Objectives —
1/ In the park update, who helped plant the row of new hazels and hawthorns on both sides of the old hedgerow?
2/ Pick up the park update after its final sentence and write the next part.

Spring 2017 Blossoms

So far ( May 2017) it has been a great blossom year – the early Spring bulbs were over  very quickly – the snowdrops, crocuses etc.but the daffodils and the white cherry blossom has been a joy.

The daffodils scttered round the edge of the park are beginning to form clumps and spread… and these are real english bluebells… enjoy

Park Improvements Summer 2016 – 2017

Wecontinue to add interest to the park – both for people and for wildlife ..

This Summer we have added a Bug Hotel to the facilities for wildlife.

and we are already planning the  new plantings for this Autumn – one or two more  flowering and berry bearing trees in the Park and  some more Spring bulbs. This will be our 5th Winter of adding spring bulbs.

Do you remember  a couple of years back when two  new benches were added to  Holy Ghost Field – unfortunately  installed in the wrong place and subsequently vandalised?

We got the Council to take the remains away but the promise to replace them never materialized ……we have generated enough money  ourselves now to pay for at least one replacement by the Dellwood Path …it  should be in position by the Spring.



Park Improvements Winter 2015-16

We had  2  projects for  this  Winter season – planting  yet more bulbs and this time a few wild flower plug plants, and  tackling once and for all the  hedgerow at the northern end of the Dellwood hedgerow.

Working through November and December  ( fortunately the weather was very mild) we have planted a host of daffodils and narcissus in various locations and  more crocuses along with some more snowdrops  to  compensate for the loss of the original snowdrop stock which has been declining in recent years.

This year we also had the opportunity to plant  some genuine wild  seed primroses in a shady part of the park. This  mini-project was generously sponsored by  two local residents –  for which  our thanks!

We have  made several attempts over the years to improve the hedgerow by the Dellwood path. Historically some residents in Pitman Close planted and have nurtured  what is now a mature hedgerow –  full of bird nesting and roosting facilities. But the hedgerow is not continuous, and at various places there are gaps which we hope to fill in  with additional high quality  shrub species. At the northern end, the hedge was completely absent , replaced by a series of ash saplings which over the years had grown into a line of ugly and vigorous  trees which were cut back  and regrew each year. Ash cannot be  made into a hedge in any form. With the agreement of the local residents we finally negotiated with the borough grounds maintenance staff for the ask to be removed  or killed off, the  land to be cleared of a lot of accumulated rubbish and for a new hedgerow to be established.

The replanting of the hedge shrubs has started –  more will follow in  the coming months until the planting task is completed. We also hope to add hedgerow wild flowers at the base of the hedgerow – again a bit later  in Spring. At that point  we have to sit back and wait – for Nature to play its part. A wildlife friendly hedge is not something that can be  created over night – it will be 3 -4 years before it is recognisable as a hedge and 10 years before it is a respectable size.




Update on The Hedgerow by the Tennis Courts

We explained the scheme we are working to at the top of the Holy Ghost Field where we cut back the old and decayed  trees  to rejuvenate the hedgerow.

In February and April  we planted  new trees and shrubs helped by  the Kempshott Scouts planting a row of new hazels and hawthorns on both sides of the old hedgerow, and  adding some new young trees to the  area ajoning the hedgerow.

Excerpts of bounding box data —

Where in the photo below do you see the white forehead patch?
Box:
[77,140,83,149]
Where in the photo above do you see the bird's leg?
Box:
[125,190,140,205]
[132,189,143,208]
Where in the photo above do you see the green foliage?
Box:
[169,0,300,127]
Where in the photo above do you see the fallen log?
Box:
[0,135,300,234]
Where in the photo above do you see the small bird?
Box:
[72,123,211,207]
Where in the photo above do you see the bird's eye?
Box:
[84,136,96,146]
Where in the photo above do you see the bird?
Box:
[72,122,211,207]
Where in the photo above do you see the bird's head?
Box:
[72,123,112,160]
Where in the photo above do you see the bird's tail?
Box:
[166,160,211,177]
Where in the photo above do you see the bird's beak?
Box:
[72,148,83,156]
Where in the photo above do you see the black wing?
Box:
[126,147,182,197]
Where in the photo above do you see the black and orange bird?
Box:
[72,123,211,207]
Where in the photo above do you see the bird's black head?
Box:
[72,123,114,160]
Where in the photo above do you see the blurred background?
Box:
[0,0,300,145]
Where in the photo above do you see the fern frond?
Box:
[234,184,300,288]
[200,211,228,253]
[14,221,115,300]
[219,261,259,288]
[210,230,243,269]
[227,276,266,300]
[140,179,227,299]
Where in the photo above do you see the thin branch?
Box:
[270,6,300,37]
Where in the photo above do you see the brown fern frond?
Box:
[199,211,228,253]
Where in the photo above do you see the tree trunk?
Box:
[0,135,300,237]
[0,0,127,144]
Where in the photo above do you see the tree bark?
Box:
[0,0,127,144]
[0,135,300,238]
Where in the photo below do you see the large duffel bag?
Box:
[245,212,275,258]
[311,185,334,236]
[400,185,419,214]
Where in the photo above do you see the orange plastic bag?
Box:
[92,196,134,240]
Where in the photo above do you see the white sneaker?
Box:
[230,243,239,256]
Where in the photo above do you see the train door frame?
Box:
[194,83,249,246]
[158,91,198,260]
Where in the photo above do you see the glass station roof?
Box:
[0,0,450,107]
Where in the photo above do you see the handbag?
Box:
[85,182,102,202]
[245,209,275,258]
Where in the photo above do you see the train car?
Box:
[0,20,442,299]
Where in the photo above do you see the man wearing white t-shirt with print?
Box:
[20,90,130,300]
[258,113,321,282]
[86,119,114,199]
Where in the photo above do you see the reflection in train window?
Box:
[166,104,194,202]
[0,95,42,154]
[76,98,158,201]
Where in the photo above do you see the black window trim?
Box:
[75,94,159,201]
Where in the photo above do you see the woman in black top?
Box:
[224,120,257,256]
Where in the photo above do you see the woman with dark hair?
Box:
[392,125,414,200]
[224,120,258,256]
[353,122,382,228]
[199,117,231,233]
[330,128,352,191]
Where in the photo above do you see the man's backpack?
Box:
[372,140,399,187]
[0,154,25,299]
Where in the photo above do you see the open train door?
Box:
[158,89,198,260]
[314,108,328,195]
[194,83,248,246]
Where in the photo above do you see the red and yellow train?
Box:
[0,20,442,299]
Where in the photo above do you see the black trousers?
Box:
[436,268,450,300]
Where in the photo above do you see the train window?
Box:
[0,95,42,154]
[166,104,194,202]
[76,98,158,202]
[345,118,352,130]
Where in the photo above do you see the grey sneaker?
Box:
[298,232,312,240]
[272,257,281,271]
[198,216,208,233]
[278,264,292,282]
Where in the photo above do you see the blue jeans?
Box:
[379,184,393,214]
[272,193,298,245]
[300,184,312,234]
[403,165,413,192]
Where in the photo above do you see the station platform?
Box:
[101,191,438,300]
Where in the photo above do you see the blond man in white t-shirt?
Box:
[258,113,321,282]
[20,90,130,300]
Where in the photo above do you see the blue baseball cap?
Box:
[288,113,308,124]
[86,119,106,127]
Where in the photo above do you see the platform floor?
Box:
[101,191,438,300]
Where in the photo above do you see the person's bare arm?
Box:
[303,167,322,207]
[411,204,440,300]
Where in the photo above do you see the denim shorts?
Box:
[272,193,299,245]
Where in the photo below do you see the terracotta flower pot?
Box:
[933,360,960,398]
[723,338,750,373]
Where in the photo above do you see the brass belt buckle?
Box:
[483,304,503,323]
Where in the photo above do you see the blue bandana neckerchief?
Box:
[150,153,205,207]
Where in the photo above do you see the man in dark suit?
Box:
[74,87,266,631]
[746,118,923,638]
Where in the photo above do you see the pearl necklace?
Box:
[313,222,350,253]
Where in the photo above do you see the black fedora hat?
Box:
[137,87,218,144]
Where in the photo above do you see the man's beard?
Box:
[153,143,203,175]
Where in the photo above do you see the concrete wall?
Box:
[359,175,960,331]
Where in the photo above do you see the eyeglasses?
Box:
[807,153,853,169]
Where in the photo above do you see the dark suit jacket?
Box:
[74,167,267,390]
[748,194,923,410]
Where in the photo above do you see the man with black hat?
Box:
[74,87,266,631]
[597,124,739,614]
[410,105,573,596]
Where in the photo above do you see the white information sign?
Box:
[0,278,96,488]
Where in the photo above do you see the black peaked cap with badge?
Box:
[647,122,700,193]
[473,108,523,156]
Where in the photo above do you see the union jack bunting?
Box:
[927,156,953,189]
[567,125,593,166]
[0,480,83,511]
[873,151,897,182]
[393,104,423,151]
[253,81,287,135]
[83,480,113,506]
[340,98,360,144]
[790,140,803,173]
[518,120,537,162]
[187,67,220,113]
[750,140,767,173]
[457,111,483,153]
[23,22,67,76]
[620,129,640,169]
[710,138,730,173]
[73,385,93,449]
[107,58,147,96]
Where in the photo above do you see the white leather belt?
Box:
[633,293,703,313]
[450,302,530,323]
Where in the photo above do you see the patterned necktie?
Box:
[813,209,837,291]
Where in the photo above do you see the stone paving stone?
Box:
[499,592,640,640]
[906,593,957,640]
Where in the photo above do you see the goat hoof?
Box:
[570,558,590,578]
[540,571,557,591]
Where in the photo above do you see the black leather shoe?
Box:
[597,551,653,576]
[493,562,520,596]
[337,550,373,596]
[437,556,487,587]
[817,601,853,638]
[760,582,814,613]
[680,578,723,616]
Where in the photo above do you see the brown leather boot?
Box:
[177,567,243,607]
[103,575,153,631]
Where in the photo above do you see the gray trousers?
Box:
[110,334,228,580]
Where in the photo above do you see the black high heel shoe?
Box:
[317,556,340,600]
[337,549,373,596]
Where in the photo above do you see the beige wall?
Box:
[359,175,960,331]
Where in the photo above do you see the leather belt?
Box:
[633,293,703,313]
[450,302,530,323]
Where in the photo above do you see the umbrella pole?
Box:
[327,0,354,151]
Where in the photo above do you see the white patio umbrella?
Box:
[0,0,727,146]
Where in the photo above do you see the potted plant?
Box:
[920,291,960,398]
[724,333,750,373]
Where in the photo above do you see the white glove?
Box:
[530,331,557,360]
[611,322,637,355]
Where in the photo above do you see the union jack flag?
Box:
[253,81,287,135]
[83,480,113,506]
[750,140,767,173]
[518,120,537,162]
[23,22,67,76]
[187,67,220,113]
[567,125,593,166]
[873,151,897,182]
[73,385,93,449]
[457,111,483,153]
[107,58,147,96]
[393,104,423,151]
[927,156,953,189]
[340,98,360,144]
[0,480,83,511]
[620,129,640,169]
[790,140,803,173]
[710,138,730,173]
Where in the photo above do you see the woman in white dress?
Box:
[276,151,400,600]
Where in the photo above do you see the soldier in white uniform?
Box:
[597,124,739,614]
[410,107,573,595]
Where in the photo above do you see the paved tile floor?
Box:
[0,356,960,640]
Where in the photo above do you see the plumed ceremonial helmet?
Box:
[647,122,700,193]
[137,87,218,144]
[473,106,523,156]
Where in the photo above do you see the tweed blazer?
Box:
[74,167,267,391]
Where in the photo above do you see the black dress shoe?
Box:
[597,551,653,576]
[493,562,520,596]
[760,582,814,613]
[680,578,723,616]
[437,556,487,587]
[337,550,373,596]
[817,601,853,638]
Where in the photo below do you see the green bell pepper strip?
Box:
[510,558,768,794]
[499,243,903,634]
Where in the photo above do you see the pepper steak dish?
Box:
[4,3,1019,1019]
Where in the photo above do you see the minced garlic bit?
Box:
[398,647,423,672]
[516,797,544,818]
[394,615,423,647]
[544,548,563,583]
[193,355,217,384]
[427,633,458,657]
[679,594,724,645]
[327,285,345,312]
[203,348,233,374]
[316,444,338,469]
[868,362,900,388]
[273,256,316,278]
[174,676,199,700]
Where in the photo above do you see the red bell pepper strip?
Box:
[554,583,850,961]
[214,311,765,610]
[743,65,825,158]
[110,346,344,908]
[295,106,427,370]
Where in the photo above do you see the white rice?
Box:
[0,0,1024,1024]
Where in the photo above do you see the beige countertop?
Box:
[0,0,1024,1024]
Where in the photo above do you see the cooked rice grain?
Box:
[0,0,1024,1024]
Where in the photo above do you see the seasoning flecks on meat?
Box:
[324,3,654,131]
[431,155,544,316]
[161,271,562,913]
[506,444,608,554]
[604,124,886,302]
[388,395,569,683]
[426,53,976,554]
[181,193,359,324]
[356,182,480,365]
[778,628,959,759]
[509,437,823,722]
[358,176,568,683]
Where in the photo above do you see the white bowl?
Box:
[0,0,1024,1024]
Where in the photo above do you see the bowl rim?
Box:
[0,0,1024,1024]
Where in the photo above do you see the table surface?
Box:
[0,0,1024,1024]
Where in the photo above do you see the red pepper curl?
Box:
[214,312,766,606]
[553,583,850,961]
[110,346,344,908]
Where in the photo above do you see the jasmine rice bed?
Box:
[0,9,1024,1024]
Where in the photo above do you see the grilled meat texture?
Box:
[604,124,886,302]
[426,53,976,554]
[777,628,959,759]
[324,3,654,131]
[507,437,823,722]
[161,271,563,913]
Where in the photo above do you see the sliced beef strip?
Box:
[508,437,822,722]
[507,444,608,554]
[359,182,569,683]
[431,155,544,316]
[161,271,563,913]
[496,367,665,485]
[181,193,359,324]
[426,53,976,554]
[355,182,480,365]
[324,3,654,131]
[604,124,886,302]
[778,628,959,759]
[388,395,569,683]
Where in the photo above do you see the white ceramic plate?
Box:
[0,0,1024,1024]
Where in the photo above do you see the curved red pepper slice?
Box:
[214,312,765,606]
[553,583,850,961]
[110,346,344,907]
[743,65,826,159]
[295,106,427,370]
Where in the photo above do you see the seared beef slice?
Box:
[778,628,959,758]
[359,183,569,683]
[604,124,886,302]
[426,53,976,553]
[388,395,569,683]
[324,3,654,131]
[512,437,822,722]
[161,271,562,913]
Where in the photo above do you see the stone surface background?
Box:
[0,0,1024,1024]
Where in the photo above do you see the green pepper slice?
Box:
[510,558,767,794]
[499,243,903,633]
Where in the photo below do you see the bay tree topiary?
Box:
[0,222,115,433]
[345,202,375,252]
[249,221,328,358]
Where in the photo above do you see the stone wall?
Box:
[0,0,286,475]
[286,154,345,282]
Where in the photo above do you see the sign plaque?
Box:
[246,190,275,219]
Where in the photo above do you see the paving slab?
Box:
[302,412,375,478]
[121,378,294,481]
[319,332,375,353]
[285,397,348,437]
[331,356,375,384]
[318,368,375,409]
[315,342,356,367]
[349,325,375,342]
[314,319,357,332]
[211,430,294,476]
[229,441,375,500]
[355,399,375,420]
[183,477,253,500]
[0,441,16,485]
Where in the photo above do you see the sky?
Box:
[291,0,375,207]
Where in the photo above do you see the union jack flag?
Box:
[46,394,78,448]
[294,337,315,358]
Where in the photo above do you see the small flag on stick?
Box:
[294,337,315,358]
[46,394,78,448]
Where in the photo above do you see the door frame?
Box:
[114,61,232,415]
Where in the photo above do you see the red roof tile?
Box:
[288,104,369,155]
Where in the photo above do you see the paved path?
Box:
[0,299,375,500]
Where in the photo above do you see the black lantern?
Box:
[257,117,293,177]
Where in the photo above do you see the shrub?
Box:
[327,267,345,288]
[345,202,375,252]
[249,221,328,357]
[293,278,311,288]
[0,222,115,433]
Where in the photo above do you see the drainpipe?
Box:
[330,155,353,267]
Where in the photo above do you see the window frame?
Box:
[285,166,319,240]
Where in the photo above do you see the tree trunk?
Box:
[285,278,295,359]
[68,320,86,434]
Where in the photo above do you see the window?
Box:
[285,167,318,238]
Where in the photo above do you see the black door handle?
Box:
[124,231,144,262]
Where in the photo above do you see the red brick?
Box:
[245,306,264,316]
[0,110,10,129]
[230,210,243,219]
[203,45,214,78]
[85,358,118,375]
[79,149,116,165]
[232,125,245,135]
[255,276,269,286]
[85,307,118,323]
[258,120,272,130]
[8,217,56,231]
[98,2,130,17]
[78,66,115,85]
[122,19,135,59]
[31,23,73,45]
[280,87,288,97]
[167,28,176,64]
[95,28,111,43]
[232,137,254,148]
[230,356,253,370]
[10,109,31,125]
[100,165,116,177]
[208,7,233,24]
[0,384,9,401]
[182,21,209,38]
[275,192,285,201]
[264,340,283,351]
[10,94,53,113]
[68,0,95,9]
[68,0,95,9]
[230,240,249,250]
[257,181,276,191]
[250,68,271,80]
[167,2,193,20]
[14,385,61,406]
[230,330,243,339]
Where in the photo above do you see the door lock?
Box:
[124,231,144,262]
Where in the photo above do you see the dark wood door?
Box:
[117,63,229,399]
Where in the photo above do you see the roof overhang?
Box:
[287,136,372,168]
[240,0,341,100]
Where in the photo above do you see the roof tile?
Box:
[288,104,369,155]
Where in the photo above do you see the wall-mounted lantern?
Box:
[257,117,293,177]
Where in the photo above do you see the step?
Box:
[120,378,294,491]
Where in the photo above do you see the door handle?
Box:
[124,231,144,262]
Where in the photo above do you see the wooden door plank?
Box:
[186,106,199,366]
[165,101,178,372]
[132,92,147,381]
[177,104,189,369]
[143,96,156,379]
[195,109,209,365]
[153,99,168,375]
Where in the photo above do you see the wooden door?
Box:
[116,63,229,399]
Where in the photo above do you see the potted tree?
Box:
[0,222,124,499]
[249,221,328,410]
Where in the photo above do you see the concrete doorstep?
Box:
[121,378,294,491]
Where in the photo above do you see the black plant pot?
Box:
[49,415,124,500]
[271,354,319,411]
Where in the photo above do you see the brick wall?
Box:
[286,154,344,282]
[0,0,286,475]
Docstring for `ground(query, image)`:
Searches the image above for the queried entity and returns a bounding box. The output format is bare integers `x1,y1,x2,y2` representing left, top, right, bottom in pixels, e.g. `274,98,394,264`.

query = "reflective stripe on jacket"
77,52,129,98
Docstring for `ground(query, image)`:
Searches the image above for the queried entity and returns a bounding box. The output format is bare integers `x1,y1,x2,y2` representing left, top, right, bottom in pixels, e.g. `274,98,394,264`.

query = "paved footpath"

The results —
1/ The Kempshott Scouts

2/
You  can’t keep a good scrambler down!  On the old hedge line the bramble, briar and ivy roots are pushing up new growth with enthusiasm.The new  young hazels and hawthorns have all taken root and are doing well. In the corner of the field.  We  have some daffodils from previous years  which are thriving and  we have added a few  wild flower plugs (mainly  lesser knapweed) which  we had in stock.

We  added  some young hawthorns and birch to the two  big trees  donated by the Council but sadly someone decided to  steal them  a  few weeks later. We will be replacing them this autumn when we will be seeding this triangle of  ground with wildflower seed.



Spring Bulbs 2014

We had high hopes for a good display of spring flowers this Spring after all the planting  in Autumn last year.

The bulbs did  make a show, each in turn, but despite a mild winter, none of the  blossoms lasted very long – so the impact was muted.

The  Snowdrops  had a good year – particularly  by the dead hedging  on the end of the  hedgerow by the car park. The effect of more light and less competition was magical.

The crocuses appeared but were soon gone –  so we did not event get a good picture this year. The  Winter Aconites  under the limes showed up  over a number of weeks – we counted 50 +  sets of flower –  but  next year they should all come out together  and be  more impressive.

We added  more squills under the trees beside the main car  park but their display was very muted –  they were there – we counted  over 50 sets of flowers but  again we hope that the second year display will be better.

The  good news is the display of daffodils which were in flower from March to the end of April –  a good show.

Daffodils in Stratton Park 2014

January 2014 : News from the Park: What is happening about the hedgerows?

You may have noticed the changes to the old hedgerow by the tennis courts in Stratton Park.

What is the purpose?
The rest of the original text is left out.